- [Task requirements]
Copy the rows below exactly, starting with the line that contains "Each instance of the picnic" and continuing through the last row.
--- Start of Given records ---
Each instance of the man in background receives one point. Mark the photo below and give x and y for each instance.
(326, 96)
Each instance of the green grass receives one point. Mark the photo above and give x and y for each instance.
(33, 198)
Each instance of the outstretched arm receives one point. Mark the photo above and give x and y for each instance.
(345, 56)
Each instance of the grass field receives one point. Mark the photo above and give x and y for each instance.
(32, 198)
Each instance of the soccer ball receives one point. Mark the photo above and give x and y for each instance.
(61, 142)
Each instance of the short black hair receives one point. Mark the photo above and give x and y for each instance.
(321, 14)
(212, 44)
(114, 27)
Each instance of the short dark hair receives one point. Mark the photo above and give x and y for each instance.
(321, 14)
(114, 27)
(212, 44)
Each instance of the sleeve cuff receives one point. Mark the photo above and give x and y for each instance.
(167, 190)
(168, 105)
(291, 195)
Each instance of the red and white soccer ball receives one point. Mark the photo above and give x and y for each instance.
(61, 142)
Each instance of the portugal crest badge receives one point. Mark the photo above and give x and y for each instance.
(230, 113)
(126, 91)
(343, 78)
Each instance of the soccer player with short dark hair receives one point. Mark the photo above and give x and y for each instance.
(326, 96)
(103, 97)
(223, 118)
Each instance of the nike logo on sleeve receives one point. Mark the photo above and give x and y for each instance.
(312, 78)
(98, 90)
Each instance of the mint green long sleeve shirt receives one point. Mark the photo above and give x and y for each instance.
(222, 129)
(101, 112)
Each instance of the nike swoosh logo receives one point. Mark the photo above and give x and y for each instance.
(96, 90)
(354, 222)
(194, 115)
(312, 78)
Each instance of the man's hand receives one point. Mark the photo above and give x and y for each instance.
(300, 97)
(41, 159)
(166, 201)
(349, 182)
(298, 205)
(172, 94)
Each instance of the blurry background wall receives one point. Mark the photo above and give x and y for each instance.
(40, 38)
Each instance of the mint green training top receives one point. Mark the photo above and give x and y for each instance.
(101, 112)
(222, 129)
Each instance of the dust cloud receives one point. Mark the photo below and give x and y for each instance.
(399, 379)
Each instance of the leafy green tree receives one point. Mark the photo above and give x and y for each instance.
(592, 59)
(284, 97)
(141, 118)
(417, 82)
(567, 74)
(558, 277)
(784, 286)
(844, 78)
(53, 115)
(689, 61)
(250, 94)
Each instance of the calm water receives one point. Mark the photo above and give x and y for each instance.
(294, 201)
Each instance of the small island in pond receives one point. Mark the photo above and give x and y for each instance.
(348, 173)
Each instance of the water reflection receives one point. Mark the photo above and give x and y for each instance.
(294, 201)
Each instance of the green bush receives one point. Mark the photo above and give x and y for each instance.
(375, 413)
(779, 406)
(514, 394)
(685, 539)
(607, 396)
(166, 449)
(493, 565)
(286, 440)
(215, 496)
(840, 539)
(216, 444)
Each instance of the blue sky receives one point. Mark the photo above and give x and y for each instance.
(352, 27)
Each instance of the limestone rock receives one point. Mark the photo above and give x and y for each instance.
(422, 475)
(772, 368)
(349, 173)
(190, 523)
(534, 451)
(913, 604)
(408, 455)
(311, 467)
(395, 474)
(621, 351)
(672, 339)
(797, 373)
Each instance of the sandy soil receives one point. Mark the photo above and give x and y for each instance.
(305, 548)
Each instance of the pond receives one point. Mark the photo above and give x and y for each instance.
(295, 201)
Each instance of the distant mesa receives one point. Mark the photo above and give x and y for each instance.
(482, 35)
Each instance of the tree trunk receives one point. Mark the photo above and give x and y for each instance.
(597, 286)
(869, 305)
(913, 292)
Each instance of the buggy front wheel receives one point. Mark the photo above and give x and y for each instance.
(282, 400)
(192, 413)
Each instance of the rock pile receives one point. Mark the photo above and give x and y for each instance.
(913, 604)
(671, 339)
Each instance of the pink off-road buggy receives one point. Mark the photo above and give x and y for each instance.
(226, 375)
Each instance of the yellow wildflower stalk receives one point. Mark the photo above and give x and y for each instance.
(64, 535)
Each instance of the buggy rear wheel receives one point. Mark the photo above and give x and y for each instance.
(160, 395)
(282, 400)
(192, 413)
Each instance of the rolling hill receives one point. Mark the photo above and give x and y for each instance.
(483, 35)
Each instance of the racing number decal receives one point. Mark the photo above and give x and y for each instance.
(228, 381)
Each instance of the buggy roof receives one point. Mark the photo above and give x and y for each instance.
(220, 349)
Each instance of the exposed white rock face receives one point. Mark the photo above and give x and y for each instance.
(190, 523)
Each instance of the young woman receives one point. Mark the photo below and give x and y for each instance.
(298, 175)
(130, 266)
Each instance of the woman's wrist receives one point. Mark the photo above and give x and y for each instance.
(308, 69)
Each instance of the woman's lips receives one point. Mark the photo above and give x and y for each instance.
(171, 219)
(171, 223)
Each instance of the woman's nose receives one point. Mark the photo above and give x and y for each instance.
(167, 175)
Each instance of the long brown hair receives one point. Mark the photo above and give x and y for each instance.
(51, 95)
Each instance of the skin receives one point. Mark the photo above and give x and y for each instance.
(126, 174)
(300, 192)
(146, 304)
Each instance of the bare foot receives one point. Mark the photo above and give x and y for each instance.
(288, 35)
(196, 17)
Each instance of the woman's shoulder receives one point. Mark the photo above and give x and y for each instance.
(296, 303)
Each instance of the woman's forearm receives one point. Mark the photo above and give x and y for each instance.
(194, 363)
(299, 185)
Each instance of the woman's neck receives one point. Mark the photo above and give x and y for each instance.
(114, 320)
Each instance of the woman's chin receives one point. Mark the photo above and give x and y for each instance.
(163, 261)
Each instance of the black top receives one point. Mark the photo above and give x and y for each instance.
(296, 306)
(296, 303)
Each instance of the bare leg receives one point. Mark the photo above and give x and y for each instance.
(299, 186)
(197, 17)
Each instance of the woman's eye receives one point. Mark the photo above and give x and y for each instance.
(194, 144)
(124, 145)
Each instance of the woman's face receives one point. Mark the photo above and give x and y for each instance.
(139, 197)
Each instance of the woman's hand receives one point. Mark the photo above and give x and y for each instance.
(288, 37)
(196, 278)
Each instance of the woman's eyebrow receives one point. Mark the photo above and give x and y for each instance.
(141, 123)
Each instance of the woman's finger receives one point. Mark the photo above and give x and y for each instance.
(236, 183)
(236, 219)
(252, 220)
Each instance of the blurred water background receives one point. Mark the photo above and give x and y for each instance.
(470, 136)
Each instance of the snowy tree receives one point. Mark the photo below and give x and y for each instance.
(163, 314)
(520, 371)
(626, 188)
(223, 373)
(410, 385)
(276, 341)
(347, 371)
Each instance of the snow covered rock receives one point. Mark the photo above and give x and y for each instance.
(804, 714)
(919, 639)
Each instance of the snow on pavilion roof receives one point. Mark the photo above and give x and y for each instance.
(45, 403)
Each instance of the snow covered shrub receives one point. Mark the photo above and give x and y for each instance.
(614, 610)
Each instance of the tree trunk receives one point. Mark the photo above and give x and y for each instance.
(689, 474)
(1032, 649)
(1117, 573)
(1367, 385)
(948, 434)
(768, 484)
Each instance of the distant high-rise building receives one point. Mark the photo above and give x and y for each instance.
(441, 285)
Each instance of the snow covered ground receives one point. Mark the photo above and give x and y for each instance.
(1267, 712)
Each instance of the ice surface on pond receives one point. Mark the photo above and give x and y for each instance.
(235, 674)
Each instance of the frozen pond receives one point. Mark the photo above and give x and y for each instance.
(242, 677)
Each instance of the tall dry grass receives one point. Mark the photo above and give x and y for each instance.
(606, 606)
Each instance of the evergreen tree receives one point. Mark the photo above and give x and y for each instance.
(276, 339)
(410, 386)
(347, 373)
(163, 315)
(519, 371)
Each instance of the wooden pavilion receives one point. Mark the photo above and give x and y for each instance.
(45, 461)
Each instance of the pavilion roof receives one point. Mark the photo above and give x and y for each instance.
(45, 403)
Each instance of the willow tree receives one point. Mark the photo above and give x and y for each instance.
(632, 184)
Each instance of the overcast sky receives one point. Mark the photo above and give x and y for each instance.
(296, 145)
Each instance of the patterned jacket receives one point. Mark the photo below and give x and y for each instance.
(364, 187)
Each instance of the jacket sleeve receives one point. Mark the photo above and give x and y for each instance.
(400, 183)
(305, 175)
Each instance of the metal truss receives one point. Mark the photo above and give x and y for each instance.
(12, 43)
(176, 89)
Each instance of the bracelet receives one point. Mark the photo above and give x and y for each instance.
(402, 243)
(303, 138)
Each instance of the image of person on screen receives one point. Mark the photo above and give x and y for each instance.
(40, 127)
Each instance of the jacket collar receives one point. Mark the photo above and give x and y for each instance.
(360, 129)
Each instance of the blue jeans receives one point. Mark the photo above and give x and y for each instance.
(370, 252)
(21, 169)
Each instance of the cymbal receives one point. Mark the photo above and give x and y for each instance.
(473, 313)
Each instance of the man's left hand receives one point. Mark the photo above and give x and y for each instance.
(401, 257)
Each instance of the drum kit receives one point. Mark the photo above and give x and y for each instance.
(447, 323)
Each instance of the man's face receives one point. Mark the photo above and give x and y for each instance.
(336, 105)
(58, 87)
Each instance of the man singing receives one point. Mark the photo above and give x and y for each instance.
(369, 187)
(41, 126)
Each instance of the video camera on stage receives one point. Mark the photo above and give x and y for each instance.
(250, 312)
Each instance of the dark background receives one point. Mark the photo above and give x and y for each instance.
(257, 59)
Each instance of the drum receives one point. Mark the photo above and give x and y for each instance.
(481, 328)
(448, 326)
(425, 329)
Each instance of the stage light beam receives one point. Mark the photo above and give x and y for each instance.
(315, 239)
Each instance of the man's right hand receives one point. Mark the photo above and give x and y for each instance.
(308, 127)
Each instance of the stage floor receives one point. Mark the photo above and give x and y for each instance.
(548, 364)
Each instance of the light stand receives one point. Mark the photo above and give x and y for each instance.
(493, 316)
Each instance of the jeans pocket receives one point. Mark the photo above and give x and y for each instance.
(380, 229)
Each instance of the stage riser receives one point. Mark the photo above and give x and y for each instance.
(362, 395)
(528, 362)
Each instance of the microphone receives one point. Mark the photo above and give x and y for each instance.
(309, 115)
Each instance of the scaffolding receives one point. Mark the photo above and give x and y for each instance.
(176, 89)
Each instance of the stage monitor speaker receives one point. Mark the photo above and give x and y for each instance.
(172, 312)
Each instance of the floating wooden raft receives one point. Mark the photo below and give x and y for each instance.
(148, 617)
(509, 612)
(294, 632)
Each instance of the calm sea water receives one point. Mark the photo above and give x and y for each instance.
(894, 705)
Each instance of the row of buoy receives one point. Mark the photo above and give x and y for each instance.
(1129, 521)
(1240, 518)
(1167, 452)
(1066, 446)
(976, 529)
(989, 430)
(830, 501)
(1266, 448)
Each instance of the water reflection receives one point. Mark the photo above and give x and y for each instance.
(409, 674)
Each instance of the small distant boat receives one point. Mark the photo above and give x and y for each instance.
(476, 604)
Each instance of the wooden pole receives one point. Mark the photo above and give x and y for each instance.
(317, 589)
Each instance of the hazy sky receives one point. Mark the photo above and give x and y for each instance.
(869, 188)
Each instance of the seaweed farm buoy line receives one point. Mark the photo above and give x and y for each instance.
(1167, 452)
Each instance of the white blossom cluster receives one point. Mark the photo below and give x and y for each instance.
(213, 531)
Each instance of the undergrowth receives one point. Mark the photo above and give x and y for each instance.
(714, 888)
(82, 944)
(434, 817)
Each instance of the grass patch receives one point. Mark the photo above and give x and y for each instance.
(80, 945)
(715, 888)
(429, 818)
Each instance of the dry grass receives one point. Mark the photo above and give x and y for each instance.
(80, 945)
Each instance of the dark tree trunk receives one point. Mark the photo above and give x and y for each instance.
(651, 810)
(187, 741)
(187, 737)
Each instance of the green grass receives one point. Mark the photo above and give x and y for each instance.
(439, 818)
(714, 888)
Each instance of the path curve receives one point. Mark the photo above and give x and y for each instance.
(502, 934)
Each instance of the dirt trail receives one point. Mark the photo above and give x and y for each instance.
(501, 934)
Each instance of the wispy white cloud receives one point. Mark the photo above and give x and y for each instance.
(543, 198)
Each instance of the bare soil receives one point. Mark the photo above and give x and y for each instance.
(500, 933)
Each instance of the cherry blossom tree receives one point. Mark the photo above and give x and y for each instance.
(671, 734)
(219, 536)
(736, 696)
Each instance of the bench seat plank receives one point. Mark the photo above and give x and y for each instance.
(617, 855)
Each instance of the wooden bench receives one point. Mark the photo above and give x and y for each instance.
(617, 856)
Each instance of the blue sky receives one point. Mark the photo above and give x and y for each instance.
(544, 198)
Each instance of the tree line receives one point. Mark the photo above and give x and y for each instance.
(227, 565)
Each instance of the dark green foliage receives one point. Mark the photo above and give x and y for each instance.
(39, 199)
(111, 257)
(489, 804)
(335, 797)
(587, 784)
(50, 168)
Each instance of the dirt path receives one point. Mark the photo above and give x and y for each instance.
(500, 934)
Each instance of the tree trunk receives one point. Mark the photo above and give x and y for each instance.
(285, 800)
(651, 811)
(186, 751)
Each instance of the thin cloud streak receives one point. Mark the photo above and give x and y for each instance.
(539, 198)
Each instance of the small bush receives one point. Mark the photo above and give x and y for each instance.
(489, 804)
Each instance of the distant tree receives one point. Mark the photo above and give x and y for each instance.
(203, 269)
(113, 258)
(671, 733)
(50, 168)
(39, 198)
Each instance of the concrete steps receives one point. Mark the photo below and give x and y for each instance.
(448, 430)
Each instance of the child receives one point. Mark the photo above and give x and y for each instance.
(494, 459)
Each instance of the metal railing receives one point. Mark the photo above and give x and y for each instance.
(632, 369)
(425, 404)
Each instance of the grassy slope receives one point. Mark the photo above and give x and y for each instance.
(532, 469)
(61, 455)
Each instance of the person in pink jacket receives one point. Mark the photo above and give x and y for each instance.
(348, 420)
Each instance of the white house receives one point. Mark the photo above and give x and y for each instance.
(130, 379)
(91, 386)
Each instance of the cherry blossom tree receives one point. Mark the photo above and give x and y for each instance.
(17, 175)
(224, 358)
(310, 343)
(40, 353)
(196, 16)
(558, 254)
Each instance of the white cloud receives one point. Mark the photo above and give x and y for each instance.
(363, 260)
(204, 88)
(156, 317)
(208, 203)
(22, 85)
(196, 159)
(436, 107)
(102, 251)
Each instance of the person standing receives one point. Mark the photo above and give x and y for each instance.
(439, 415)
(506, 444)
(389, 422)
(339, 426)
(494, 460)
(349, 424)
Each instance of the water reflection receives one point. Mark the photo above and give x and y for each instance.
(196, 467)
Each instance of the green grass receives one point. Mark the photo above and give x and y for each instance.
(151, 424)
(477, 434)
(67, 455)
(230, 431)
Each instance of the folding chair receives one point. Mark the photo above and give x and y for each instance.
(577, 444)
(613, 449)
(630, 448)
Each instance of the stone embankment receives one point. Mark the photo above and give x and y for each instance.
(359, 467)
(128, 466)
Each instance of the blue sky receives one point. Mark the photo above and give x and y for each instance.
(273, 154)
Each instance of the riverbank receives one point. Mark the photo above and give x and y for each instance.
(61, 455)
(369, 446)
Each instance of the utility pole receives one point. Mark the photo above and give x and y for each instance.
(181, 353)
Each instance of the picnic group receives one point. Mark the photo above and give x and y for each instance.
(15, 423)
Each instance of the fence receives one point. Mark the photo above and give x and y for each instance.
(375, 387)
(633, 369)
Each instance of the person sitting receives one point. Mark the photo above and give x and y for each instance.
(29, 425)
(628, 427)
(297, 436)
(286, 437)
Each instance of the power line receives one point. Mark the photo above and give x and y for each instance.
--- End of Given records ---
- [The reply]
Each instance of the picnic group receives one point. Mark the photo above and give x and y for each instance.
(15, 423)
Each instance of the fence receives one point. Mark the photo above and give x and y for each instance.
(375, 387)
(633, 369)
Each instance of the person sitting receives one point. Mark the photo above and give x and y for each instance.
(29, 425)
(628, 427)
(297, 436)
(286, 437)
Each instance of the power line receives one point. Mark the photo above and give x and y for each instance.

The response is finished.